Excerpts of pointing data:
-*-

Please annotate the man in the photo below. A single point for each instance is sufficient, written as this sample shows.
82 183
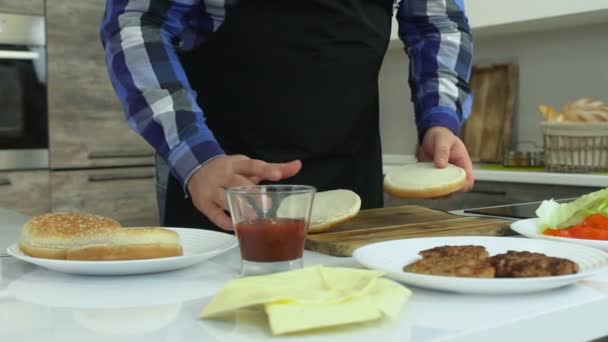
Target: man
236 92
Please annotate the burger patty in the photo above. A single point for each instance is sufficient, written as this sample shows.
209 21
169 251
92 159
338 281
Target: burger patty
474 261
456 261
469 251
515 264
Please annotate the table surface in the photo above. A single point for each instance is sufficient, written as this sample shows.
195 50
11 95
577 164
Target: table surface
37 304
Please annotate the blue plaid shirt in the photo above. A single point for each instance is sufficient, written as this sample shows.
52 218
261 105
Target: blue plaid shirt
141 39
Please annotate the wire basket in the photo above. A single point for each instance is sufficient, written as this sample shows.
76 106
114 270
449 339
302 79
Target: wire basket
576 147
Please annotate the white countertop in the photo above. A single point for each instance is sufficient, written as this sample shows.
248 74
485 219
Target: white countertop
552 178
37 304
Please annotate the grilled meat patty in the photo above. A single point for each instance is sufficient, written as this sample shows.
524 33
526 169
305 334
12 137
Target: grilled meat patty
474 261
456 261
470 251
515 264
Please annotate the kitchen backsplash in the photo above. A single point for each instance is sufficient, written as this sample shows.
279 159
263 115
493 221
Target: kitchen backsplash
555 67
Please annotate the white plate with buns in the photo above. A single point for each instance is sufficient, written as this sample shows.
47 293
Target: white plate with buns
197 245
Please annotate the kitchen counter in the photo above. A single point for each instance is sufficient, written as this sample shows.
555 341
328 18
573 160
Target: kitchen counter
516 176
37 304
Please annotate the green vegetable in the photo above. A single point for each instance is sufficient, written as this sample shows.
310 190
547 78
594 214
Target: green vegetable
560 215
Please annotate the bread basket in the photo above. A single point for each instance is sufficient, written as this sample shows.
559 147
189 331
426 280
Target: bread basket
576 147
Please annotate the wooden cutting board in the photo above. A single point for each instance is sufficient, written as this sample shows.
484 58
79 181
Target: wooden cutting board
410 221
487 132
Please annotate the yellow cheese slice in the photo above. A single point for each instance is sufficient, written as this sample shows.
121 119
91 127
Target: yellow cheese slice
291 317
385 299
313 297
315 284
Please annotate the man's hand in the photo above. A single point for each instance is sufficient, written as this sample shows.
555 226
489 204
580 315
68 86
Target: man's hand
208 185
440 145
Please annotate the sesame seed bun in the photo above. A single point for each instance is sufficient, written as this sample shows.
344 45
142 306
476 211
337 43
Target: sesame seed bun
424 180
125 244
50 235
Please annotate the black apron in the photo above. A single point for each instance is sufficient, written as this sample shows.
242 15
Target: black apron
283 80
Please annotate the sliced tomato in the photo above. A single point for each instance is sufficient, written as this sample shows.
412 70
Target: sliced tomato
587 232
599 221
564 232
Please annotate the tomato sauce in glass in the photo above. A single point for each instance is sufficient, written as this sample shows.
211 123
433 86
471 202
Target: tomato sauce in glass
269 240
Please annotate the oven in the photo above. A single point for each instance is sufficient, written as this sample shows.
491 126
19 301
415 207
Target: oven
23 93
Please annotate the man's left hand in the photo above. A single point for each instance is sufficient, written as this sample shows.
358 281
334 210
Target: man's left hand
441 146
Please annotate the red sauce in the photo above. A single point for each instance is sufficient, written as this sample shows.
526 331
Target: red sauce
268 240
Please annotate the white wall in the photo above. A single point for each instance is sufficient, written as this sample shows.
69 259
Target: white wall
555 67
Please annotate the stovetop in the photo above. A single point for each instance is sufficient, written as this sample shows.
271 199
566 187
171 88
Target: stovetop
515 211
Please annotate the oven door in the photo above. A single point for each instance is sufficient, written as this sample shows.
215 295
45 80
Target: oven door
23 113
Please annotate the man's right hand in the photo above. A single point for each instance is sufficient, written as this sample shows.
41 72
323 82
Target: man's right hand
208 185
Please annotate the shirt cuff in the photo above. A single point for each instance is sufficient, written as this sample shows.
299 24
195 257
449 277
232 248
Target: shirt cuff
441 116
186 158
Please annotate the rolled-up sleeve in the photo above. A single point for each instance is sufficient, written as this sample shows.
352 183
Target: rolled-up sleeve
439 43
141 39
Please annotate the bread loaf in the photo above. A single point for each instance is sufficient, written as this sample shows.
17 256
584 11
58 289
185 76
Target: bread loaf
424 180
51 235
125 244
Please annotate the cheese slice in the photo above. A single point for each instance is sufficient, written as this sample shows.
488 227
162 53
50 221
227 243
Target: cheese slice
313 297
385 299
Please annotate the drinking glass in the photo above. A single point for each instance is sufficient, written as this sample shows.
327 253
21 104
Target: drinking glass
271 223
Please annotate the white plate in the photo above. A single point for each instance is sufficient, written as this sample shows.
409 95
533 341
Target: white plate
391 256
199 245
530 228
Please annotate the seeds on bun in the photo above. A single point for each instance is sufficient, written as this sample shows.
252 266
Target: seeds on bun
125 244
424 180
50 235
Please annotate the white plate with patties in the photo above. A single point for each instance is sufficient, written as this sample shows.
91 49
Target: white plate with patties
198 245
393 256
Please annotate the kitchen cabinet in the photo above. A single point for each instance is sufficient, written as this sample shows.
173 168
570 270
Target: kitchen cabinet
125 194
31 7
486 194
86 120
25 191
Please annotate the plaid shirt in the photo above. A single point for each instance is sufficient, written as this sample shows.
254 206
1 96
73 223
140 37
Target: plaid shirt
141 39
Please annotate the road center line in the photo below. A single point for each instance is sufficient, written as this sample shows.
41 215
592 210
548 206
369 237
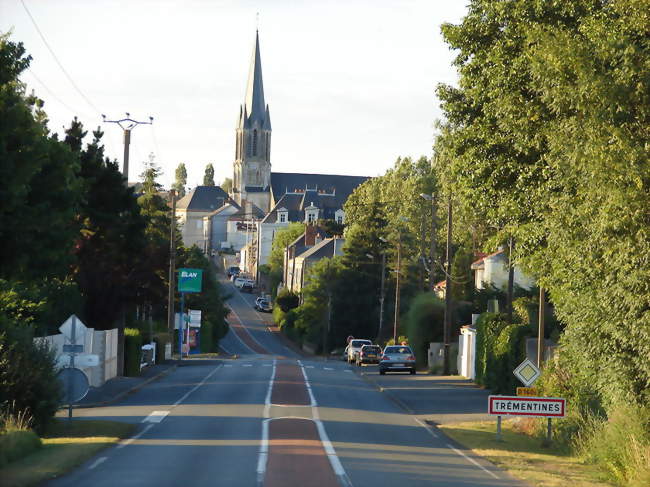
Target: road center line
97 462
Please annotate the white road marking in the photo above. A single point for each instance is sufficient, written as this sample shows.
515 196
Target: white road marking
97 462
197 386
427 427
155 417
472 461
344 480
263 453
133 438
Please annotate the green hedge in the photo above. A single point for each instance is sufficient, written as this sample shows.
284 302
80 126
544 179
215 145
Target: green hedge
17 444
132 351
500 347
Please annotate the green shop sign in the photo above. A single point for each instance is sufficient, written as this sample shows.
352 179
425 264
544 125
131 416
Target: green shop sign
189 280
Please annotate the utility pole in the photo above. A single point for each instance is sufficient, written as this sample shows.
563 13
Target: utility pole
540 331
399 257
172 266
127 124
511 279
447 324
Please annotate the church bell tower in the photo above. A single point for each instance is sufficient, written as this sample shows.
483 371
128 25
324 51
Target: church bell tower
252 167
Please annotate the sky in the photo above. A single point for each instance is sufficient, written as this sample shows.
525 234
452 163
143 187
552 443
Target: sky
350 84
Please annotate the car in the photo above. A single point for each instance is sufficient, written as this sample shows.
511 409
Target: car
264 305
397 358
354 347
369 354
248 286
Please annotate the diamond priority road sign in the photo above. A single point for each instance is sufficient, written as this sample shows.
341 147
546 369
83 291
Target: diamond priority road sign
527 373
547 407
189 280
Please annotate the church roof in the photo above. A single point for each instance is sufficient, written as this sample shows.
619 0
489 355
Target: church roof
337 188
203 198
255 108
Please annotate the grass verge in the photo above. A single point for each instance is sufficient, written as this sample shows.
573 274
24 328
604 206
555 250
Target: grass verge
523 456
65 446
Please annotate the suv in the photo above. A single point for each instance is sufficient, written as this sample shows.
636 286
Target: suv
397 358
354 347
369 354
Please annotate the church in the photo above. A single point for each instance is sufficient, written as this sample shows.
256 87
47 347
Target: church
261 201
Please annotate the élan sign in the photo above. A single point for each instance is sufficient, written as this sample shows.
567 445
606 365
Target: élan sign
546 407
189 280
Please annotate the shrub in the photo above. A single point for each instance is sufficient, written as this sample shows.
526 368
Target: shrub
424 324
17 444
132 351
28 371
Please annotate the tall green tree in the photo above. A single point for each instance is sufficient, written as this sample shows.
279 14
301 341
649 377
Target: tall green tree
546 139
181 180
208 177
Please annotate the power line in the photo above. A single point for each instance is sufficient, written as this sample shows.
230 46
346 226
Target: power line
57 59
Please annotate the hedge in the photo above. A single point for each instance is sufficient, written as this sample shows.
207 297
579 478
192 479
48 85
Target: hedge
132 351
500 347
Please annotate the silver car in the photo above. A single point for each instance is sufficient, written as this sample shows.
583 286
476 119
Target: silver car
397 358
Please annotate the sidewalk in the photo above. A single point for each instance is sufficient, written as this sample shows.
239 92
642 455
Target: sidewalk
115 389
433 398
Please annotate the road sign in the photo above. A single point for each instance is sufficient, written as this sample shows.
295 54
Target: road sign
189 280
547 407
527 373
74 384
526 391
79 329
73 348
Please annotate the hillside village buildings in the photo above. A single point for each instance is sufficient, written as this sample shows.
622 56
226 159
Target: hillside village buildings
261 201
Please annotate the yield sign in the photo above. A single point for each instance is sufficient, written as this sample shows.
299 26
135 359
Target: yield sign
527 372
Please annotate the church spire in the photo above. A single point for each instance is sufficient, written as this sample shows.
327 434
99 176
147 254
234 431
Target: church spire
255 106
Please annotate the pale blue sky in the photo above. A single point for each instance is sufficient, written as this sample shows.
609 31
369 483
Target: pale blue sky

-*-

Starting at the line that contains "Please annotate the sidewalk", write out every line to the end of the entries, exactly as given.

Task solution:
Please annotate the sidewalk in the photo above. A single point for each instance is sufficient, written as this sample shows.
239 92
642 455
Target: sidewalk
115 389
433 398
Please annotate the road sign in the photo above. A single point for each instance is sufficient, written as this sample shows.
295 54
Target: road sign
189 280
547 407
527 373
74 384
526 391
79 329
73 348
Please annotate the hillside village buildings in the photo above. A single point for each instance is sufficient, written as this sample shows.
622 56
226 159
Target: hillside village buildings
261 201
Please annotate the yield sign in the photo above. A single point for each instance is sufficient, written as this sample shows.
299 26
135 359
Target: yield sign
527 372
Please annotate the church spire in the photo above. A single point for each instance is sufficient, written as this sample shows.
327 434
99 176
147 254
234 431
Target: church spire
255 106
Please annotate the pale blue sky in the photo above. A single point for each instance is sufficient, written as this sample shows.
609 31
369 483
Target: pale blue sky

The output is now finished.